- Document text -
Subject: I have found a DVD that I think you would enjoy
|Mahler - Symphony No 3|
Actors: Berlin Philharmonic, Florence Quivar, Tölzer Knabenchor, Ernst-Senff-Chor
Director: Bernard Haitink
Genres: Music Video & Concerts, Musicals & Performing Arts
The Mighty Mahler Third
Grady Harp | Los Angeles, CA United States | 09/30/2006
(5 out of 5 stars)
"One usually shies away from DVD releases of purely symphonic performances: how can watching a static orchestra (with the eventual addition of soloist and choruses) hold our attention for the more than hour and a half long work? Yes, it is interesting to see a conductor communicate with his orchestra and to see the various sections at work, especially when caught with the musical sensitivity of these cameramen. But in the end does the visual detract from the music?
In the case of this splendid performance by Bernard Haitink conducting the Berlin Philharmonic the answer is a resounding NO - it does not detract! It is such a joy to see and hear this extraordinary performance, one that proves Haitink's position as one of the finest of the Mahler conductors. The playing by the BPO is sumptuous and rich and exactingly correct. Haitink brings out all the boisterous gaudiness of the march into Summer of the first movement and yet allows himself and his orchestra to caress the following tender moments with equal finesse.
One truly magnificent aspect of this recording is the presence of mezzo-soprano Florence Quivar as the soloist. Hers is a voice of burnished gold and her plangent understanding of the text of 'O Mensch' is among the finest on recording. The Tölzer Knabenchor and Women of Ernst-Senff-Chor are likewise first rate and the balance when these several forces combine with the orchestra is perfect. Yet it is the closing movement of the symphony 'Langsam. Ruhevoll' that places this performance in the ranks of the finest.

- Your goal -
Copy out the full review of the Mahler Third Symphony DVD above, word for word, from the subject line through the final sentence.

- Data extract -
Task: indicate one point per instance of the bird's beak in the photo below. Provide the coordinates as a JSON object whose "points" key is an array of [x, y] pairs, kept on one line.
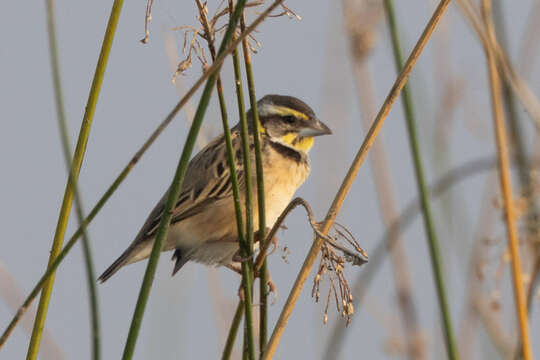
{"points": [[316, 128]]}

- Exercise result -
Subject: I have found a DVD that I think you would enjoy
|Mahler - Symphony No 3|
Actors: Berlin Philharmonic, Florence Quivar, Tölzer Knabenchor, Ernst-Senff-Chor
Director: Bernard Haitink
Genres: Music Video & Concerts, Musicals & Performing Arts
The Mighty Mahler Third
Grady Harp | Los Angeles, CA United States | 09/30/2006
(5 out of 5 stars)
"One usually shies away from DVD releases of purely symphonic performances: how can watching a static orchestra (with the eventual addition of soloist and choruses) hold our attention for the more than hour and a half long work? Yes, it is interesting to see a conductor communicate with his orchestra and to see the various sections at work, especially when caught with the musical sensitivity of these cameramen. But in the end does the visual detract from the music?
In the case of this splendid performance by Bernard Haitink conducting the Berlin Philharmonic the answer is a resounding NO - it does not detract! It is such a joy to see and hear this extraordinary performance, one that proves Haitink's position as one of the finest of the Mahler conductors. The playing by the BPO is sumptuous and rich and exactingly correct. Haitink brings out all the boisterous gaudiness of the march into Summer of the first movement and yet allows himself and his orchestra to caress the following tender moments with equal finesse.
One truly magnificent aspect of this recording is the presence of mezzo-soprano Florence Quivar as the soloist. Hers is a voice of burnished gold and her plangent understanding of the text of 'O Mensch' is among the finest on recording. The Tölzer Knabenchor and Women of Ernst-Senff-Chor are likewise first rate and the balance when these several forces combine with the orchestra is perfect. Yet it is the closing movement of the symphony 'Langsam. Ruhevoll' that places this performance in the ranks of the finest.